-- start --
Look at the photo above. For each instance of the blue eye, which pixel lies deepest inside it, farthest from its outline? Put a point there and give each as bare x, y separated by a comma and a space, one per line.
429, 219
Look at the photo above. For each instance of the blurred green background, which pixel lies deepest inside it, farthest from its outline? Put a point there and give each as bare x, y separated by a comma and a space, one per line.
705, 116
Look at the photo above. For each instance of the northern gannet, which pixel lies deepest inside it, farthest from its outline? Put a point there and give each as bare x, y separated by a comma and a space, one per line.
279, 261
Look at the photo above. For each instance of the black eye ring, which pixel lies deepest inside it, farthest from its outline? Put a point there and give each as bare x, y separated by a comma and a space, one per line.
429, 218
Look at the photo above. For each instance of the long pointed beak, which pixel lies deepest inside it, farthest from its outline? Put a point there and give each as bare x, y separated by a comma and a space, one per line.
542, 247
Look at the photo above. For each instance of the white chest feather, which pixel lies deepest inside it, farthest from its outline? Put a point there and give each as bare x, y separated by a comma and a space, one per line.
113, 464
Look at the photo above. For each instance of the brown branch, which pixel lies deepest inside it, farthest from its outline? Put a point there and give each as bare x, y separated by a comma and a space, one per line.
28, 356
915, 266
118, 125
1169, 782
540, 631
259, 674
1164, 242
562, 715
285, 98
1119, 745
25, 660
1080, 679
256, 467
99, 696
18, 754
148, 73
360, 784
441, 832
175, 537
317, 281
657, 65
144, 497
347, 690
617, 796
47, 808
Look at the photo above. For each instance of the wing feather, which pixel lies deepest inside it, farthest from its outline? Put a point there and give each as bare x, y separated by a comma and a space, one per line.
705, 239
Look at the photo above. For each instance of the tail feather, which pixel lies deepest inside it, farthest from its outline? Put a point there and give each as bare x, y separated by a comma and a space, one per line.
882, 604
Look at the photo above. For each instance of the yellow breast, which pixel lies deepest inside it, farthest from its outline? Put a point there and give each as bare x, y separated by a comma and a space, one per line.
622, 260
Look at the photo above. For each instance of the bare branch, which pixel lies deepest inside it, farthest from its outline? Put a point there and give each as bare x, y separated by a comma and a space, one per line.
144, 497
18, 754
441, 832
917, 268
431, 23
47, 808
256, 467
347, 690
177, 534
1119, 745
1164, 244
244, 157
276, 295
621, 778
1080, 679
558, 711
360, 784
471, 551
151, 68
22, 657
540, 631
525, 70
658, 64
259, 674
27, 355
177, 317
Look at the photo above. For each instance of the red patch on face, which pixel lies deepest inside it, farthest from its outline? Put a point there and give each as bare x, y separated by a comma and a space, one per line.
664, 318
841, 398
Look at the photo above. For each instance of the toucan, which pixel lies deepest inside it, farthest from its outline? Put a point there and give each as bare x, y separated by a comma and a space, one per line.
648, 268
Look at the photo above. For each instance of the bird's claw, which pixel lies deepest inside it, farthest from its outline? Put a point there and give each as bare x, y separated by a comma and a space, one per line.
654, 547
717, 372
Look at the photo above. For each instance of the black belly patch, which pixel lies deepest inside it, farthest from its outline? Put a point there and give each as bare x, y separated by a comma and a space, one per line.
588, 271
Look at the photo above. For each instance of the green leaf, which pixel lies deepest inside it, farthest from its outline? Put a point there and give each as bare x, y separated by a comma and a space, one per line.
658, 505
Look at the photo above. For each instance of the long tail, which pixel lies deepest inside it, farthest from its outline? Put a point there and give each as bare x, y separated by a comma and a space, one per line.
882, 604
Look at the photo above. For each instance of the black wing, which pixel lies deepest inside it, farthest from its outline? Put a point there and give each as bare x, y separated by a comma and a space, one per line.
-- end --
JOB
Return, word for word, the part of the records that opens with the line containing "the toucan, which" and closes with the final line of the records, both ends included.

RESULT BELOW
Look at the photo above. For each instance of the toucan, which pixel lies deepest inside it, farthest from its outline? Put a point there and give each as bare x, y separated by a comma and a space, one per line.
648, 268
Look at the photo above. For each instance of the bird's claw, which pixel lies deepest inside it, farthest from its outline? Put a point there and give each as bare x, y separated by a comma and a space, one per line.
654, 547
717, 372
Look at the photo above. For each instance of the black belly patch, which pixel lies deepest inside it, farthest from its outline? Put a point there and give each as bare x, y separated by a comma and a space, one per line.
588, 271
Look at the photo above. For each instance of the green leaf, which pixel lies deepest inside it, farthest from its outline? Put a point there and give each as bare x, y separated by a comma and a space, one per line.
658, 505
Look at the photo above. For each instance of the long tail, which pixel lies deepest inside it, farthest from its outline? Put a point there and give each as bare x, y separated by a comma and a space, one per line.
882, 604
Look at the photo above. For each instance of the black wing, which pixel lies deepest inside it, farthest from its outline? Put a point there and give each as bare x, y separated by a comma and a space, one per line.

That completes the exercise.